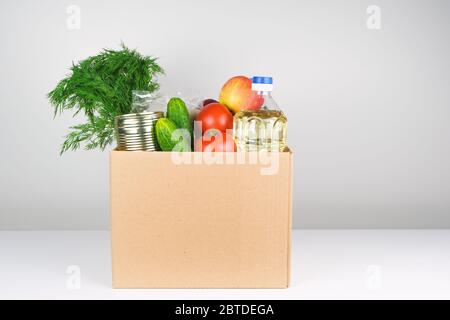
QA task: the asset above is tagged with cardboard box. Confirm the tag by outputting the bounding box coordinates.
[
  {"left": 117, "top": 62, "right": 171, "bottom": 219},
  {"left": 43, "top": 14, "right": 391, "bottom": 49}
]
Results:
[{"left": 110, "top": 150, "right": 293, "bottom": 288}]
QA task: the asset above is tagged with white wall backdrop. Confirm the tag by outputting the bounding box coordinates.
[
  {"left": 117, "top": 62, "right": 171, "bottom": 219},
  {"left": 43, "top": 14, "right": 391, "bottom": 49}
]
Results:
[{"left": 1, "top": 0, "right": 450, "bottom": 229}]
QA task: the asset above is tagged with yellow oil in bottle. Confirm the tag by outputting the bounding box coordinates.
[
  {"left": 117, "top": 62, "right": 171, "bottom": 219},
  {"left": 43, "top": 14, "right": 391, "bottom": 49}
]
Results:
[{"left": 233, "top": 109, "right": 287, "bottom": 152}]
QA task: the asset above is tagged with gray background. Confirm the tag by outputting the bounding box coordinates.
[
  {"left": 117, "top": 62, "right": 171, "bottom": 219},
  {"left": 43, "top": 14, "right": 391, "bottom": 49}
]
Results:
[{"left": 1, "top": 0, "right": 449, "bottom": 230}]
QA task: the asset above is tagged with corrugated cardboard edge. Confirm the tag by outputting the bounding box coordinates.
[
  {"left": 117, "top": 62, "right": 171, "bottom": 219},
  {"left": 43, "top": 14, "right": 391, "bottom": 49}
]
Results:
[
  {"left": 286, "top": 150, "right": 293, "bottom": 288},
  {"left": 109, "top": 151, "right": 116, "bottom": 288}
]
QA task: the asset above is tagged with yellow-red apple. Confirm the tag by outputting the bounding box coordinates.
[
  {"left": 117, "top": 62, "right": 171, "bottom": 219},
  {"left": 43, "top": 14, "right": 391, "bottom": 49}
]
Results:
[{"left": 219, "top": 76, "right": 263, "bottom": 113}]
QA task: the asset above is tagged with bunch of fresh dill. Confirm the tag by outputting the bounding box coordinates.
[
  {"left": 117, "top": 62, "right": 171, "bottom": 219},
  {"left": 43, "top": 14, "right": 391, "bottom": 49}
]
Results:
[{"left": 48, "top": 44, "right": 164, "bottom": 154}]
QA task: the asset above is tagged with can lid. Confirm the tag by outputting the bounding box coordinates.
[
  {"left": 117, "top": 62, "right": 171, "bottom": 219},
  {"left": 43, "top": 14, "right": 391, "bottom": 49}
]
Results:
[{"left": 252, "top": 76, "right": 273, "bottom": 84}]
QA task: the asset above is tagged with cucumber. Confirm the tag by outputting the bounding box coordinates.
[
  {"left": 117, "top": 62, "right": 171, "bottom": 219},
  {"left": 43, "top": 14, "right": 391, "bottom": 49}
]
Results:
[
  {"left": 166, "top": 98, "right": 193, "bottom": 136},
  {"left": 155, "top": 118, "right": 191, "bottom": 152}
]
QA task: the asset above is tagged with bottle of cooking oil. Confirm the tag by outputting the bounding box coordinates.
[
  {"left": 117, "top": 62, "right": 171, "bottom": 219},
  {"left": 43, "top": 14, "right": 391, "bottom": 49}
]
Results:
[{"left": 233, "top": 76, "right": 287, "bottom": 152}]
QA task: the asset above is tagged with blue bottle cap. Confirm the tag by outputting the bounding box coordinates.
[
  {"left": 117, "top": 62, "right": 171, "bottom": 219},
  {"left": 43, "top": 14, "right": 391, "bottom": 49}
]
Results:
[{"left": 252, "top": 76, "right": 273, "bottom": 84}]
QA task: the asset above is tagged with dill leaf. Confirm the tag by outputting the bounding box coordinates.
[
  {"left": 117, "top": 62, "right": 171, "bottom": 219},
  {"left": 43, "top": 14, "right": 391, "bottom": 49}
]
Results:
[{"left": 48, "top": 44, "right": 164, "bottom": 154}]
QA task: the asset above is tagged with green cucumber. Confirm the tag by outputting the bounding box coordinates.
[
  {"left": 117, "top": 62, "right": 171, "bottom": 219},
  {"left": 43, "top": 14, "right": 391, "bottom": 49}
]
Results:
[
  {"left": 166, "top": 97, "right": 192, "bottom": 136},
  {"left": 155, "top": 118, "right": 191, "bottom": 152}
]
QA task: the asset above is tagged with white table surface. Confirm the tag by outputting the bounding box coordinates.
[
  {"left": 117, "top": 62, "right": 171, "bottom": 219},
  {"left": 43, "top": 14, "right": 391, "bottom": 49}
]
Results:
[{"left": 0, "top": 230, "right": 449, "bottom": 300}]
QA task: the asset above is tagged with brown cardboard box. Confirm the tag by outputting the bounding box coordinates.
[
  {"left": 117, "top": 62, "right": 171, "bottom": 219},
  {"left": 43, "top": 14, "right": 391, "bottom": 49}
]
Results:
[{"left": 110, "top": 150, "right": 293, "bottom": 288}]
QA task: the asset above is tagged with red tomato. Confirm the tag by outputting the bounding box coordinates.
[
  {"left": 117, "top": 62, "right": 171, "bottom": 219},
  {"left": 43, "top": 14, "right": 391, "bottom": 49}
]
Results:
[
  {"left": 195, "top": 131, "right": 236, "bottom": 152},
  {"left": 196, "top": 103, "right": 233, "bottom": 133}
]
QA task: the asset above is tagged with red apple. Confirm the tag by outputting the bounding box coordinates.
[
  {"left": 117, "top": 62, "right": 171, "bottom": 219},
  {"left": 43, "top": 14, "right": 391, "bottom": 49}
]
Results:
[
  {"left": 202, "top": 99, "right": 218, "bottom": 107},
  {"left": 219, "top": 76, "right": 264, "bottom": 113}
]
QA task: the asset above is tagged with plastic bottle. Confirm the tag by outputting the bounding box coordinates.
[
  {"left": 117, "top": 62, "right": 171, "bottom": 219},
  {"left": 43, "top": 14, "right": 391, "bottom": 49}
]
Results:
[{"left": 233, "top": 76, "right": 287, "bottom": 152}]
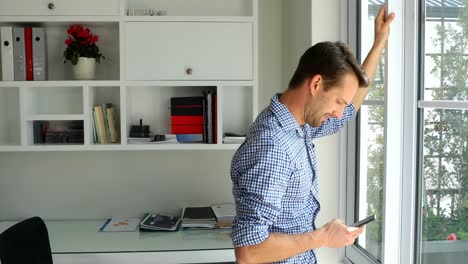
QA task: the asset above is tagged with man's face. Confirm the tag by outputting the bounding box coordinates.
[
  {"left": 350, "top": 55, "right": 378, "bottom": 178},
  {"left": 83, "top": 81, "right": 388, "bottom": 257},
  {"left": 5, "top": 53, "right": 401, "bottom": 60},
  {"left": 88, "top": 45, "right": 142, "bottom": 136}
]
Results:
[{"left": 305, "top": 73, "right": 359, "bottom": 127}]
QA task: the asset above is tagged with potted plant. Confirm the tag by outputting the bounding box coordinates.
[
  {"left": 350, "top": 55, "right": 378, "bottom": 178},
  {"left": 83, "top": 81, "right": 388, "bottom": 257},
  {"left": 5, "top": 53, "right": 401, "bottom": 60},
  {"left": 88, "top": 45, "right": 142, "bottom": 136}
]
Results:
[{"left": 64, "top": 24, "right": 104, "bottom": 80}]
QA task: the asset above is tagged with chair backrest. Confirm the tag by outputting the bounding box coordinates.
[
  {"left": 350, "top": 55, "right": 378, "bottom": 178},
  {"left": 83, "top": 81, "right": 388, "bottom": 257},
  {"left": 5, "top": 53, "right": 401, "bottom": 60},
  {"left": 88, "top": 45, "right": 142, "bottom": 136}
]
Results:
[{"left": 0, "top": 216, "right": 53, "bottom": 264}]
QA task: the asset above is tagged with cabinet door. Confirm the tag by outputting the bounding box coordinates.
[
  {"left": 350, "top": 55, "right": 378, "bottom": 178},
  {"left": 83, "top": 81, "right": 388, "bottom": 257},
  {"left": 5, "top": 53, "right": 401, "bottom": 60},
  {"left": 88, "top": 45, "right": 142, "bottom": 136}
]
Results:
[
  {"left": 125, "top": 22, "right": 253, "bottom": 81},
  {"left": 0, "top": 0, "right": 119, "bottom": 16}
]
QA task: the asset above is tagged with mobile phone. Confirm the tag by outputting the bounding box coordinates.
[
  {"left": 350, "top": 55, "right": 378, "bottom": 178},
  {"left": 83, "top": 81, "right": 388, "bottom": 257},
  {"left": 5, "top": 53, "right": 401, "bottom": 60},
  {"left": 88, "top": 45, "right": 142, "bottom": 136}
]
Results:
[{"left": 351, "top": 215, "right": 376, "bottom": 227}]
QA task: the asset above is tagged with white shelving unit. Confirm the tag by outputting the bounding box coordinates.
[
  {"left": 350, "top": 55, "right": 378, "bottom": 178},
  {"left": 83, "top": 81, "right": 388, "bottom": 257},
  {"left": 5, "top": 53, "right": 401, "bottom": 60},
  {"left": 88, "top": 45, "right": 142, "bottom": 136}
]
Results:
[{"left": 0, "top": 0, "right": 258, "bottom": 152}]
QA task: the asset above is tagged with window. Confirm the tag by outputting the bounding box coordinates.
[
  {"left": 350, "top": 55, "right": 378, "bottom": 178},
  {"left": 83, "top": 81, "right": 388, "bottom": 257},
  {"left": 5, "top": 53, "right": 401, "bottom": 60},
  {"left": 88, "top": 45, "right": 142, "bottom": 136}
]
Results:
[
  {"left": 418, "top": 0, "right": 467, "bottom": 263},
  {"left": 355, "top": 1, "right": 385, "bottom": 261},
  {"left": 343, "top": 0, "right": 467, "bottom": 263},
  {"left": 344, "top": 0, "right": 386, "bottom": 262}
]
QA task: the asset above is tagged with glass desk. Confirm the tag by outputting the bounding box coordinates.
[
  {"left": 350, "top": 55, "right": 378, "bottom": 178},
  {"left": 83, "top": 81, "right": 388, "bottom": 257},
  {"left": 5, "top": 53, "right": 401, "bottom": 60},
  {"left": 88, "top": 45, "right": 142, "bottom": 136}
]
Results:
[{"left": 0, "top": 220, "right": 235, "bottom": 264}]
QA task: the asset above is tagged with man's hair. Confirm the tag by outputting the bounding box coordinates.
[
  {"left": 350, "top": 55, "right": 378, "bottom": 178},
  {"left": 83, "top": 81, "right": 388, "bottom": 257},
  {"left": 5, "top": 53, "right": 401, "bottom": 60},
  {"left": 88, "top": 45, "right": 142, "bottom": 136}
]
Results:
[{"left": 288, "top": 41, "right": 370, "bottom": 90}]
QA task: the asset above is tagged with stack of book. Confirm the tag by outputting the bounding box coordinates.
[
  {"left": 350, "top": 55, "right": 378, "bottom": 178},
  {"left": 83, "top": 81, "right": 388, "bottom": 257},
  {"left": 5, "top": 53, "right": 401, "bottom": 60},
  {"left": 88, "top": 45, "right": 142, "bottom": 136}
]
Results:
[
  {"left": 170, "top": 96, "right": 204, "bottom": 142},
  {"left": 1, "top": 26, "right": 47, "bottom": 81},
  {"left": 223, "top": 132, "right": 246, "bottom": 144},
  {"left": 181, "top": 206, "right": 217, "bottom": 229},
  {"left": 170, "top": 90, "right": 217, "bottom": 143},
  {"left": 211, "top": 204, "right": 236, "bottom": 229},
  {"left": 33, "top": 121, "right": 84, "bottom": 144},
  {"left": 92, "top": 103, "right": 119, "bottom": 144},
  {"left": 139, "top": 213, "right": 181, "bottom": 231}
]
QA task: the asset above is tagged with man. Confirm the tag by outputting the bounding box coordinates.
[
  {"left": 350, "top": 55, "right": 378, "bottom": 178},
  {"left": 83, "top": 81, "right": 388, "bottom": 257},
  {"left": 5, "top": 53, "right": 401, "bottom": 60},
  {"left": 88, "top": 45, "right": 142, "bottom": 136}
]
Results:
[{"left": 230, "top": 6, "right": 395, "bottom": 264}]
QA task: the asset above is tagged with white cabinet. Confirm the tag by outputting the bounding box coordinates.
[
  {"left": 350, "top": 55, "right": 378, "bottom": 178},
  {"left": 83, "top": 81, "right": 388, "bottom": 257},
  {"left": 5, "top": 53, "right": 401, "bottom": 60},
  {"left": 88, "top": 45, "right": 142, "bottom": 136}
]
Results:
[
  {"left": 0, "top": 0, "right": 258, "bottom": 151},
  {"left": 125, "top": 22, "right": 253, "bottom": 81},
  {"left": 0, "top": 0, "right": 119, "bottom": 16}
]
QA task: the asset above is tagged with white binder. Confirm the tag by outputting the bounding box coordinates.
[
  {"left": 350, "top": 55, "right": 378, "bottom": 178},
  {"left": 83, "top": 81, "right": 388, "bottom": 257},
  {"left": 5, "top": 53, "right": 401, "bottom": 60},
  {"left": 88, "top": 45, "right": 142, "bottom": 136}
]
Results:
[
  {"left": 1, "top": 26, "right": 14, "bottom": 81},
  {"left": 32, "top": 27, "right": 47, "bottom": 81},
  {"left": 12, "top": 27, "right": 26, "bottom": 81}
]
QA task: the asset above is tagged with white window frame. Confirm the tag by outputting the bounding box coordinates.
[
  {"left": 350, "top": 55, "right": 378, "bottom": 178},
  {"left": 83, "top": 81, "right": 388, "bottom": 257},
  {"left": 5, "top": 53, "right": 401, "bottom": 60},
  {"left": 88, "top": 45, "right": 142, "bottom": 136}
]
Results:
[{"left": 340, "top": 0, "right": 419, "bottom": 263}]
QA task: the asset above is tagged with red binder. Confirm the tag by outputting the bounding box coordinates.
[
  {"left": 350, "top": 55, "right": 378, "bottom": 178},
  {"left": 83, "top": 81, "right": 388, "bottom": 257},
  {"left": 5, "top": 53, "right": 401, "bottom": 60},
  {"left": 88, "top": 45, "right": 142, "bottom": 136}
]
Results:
[
  {"left": 171, "top": 125, "right": 203, "bottom": 134},
  {"left": 24, "top": 27, "right": 33, "bottom": 81},
  {"left": 214, "top": 95, "right": 217, "bottom": 144},
  {"left": 171, "top": 116, "right": 204, "bottom": 125}
]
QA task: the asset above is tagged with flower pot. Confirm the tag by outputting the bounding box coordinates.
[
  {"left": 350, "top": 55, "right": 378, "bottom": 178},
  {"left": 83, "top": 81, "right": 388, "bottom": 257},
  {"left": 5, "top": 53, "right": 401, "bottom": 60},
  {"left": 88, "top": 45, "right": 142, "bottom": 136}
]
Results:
[{"left": 72, "top": 57, "right": 96, "bottom": 80}]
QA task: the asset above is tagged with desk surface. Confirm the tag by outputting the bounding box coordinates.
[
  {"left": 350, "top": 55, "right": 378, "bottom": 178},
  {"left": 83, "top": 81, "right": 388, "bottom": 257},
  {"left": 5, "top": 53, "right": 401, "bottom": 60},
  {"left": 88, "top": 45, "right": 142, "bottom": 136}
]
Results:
[{"left": 0, "top": 220, "right": 234, "bottom": 254}]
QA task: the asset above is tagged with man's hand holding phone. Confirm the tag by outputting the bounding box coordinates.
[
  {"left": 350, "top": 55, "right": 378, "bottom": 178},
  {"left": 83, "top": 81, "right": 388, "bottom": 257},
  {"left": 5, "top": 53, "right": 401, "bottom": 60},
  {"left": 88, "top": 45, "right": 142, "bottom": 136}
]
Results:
[{"left": 351, "top": 215, "right": 376, "bottom": 227}]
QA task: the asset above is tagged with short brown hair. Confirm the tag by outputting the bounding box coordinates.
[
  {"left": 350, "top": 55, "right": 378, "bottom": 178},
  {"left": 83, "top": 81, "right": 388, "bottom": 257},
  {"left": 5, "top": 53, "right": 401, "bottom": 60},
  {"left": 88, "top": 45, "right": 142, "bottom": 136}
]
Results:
[{"left": 288, "top": 41, "right": 369, "bottom": 90}]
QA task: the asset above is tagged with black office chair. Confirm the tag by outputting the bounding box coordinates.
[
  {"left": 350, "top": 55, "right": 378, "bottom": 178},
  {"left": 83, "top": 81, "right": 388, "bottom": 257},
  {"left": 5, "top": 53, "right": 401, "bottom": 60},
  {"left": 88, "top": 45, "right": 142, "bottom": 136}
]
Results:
[{"left": 0, "top": 216, "right": 53, "bottom": 264}]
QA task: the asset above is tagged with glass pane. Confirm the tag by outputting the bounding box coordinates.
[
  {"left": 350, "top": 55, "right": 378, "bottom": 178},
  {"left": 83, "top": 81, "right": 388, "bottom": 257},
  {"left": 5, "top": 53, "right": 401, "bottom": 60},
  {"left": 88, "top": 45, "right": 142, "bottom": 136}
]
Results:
[
  {"left": 354, "top": 1, "right": 386, "bottom": 260},
  {"left": 360, "top": 1, "right": 385, "bottom": 101},
  {"left": 357, "top": 104, "right": 384, "bottom": 260},
  {"left": 425, "top": 21, "right": 442, "bottom": 54},
  {"left": 423, "top": 2, "right": 468, "bottom": 101},
  {"left": 420, "top": 109, "right": 467, "bottom": 263}
]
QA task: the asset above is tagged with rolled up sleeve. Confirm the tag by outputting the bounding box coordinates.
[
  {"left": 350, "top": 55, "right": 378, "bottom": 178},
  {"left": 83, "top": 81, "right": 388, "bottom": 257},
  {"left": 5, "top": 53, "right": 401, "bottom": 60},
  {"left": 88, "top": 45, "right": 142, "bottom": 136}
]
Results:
[
  {"left": 310, "top": 103, "right": 357, "bottom": 139},
  {"left": 230, "top": 135, "right": 291, "bottom": 247}
]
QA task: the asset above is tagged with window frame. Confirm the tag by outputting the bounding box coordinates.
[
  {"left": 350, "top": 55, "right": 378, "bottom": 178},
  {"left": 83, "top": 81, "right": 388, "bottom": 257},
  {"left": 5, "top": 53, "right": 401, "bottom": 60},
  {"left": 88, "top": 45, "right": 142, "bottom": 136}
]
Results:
[{"left": 341, "top": 0, "right": 420, "bottom": 263}]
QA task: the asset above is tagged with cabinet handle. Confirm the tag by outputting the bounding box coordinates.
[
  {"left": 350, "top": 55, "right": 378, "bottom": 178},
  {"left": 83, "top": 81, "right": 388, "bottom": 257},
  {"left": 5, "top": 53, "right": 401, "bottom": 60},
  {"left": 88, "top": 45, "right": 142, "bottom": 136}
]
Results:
[
  {"left": 48, "top": 3, "right": 55, "bottom": 10},
  {"left": 185, "top": 68, "right": 193, "bottom": 75}
]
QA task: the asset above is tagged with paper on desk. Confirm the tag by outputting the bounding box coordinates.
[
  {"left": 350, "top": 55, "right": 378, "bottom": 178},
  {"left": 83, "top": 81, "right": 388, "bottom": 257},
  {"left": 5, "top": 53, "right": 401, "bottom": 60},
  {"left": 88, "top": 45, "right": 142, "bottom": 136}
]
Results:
[{"left": 99, "top": 218, "right": 141, "bottom": 232}]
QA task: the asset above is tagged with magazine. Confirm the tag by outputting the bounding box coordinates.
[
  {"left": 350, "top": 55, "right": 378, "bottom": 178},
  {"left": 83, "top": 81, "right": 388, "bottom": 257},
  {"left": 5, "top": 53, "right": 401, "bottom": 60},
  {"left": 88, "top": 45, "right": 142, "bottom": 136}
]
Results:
[{"left": 139, "top": 213, "right": 181, "bottom": 231}]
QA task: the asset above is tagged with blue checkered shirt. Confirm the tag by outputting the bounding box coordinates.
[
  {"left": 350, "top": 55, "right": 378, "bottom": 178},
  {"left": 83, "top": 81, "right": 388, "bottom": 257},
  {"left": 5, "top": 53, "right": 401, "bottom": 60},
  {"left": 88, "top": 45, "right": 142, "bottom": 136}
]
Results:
[{"left": 230, "top": 94, "right": 357, "bottom": 263}]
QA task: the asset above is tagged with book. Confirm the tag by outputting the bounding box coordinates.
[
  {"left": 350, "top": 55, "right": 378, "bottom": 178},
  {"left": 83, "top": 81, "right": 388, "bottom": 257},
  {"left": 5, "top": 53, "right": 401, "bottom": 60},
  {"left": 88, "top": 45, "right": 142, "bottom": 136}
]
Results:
[
  {"left": 203, "top": 91, "right": 213, "bottom": 144},
  {"left": 101, "top": 103, "right": 112, "bottom": 143},
  {"left": 139, "top": 213, "right": 181, "bottom": 231},
  {"left": 211, "top": 204, "right": 236, "bottom": 228},
  {"left": 176, "top": 134, "right": 203, "bottom": 142},
  {"left": 181, "top": 206, "right": 217, "bottom": 229},
  {"left": 99, "top": 217, "right": 141, "bottom": 232},
  {"left": 106, "top": 106, "right": 119, "bottom": 143},
  {"left": 1, "top": 26, "right": 14, "bottom": 81},
  {"left": 32, "top": 27, "right": 47, "bottom": 81},
  {"left": 92, "top": 108, "right": 100, "bottom": 143},
  {"left": 94, "top": 105, "right": 107, "bottom": 144},
  {"left": 172, "top": 124, "right": 203, "bottom": 134},
  {"left": 12, "top": 27, "right": 26, "bottom": 81},
  {"left": 24, "top": 27, "right": 33, "bottom": 81}
]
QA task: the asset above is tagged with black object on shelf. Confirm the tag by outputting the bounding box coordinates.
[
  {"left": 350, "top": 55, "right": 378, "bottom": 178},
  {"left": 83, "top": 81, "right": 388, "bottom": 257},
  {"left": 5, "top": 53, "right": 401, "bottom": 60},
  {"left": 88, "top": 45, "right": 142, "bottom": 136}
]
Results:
[
  {"left": 33, "top": 120, "right": 84, "bottom": 144},
  {"left": 130, "top": 119, "right": 150, "bottom": 138}
]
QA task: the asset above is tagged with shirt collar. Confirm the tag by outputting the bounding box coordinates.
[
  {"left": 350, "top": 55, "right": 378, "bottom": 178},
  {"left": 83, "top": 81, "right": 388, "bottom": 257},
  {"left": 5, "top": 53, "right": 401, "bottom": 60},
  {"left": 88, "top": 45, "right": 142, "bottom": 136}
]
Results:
[{"left": 269, "top": 94, "right": 305, "bottom": 137}]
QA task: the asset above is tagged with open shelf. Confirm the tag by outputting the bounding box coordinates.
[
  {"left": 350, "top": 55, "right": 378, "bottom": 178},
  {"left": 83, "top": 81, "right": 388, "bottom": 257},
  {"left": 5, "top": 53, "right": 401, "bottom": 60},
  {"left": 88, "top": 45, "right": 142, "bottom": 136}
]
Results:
[
  {"left": 22, "top": 86, "right": 83, "bottom": 115},
  {"left": 0, "top": 87, "right": 21, "bottom": 146},
  {"left": 221, "top": 86, "right": 253, "bottom": 143},
  {"left": 25, "top": 120, "right": 84, "bottom": 146},
  {"left": 126, "top": 0, "right": 253, "bottom": 17},
  {"left": 88, "top": 86, "right": 121, "bottom": 145},
  {"left": 0, "top": 21, "right": 119, "bottom": 81},
  {"left": 125, "top": 85, "right": 217, "bottom": 144}
]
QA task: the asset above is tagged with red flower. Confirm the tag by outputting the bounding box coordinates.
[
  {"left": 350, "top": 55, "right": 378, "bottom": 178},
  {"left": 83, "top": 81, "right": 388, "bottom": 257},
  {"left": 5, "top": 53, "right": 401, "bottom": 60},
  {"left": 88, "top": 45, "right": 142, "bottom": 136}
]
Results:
[
  {"left": 64, "top": 37, "right": 73, "bottom": 46},
  {"left": 67, "top": 24, "right": 84, "bottom": 38},
  {"left": 64, "top": 24, "right": 104, "bottom": 64},
  {"left": 446, "top": 233, "right": 457, "bottom": 241},
  {"left": 78, "top": 28, "right": 90, "bottom": 39}
]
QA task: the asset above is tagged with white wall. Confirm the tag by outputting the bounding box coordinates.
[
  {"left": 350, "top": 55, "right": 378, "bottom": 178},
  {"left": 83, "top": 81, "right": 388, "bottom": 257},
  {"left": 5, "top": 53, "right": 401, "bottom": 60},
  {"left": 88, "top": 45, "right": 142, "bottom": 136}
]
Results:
[
  {"left": 282, "top": 0, "right": 312, "bottom": 90},
  {"left": 258, "top": 0, "right": 283, "bottom": 109},
  {"left": 0, "top": 0, "right": 344, "bottom": 263},
  {"left": 259, "top": 1, "right": 343, "bottom": 263},
  {"left": 311, "top": 1, "right": 344, "bottom": 264},
  {"left": 0, "top": 151, "right": 236, "bottom": 220}
]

--- Activity ---
Check every line of the data above for the string "desk", and copy those that have it.

--- Final answer ---
QA task: the asset above is tagged with glass desk. Confirm the tag by outputting the bounding box coordinates.
QA task: the asset above is tagged with desk surface. Confirm the tag by outputting the bounding box coordinates.
QA task: the asset above is tagged with paper on desk. Confirm the tag by outputting the bounding box coordinates.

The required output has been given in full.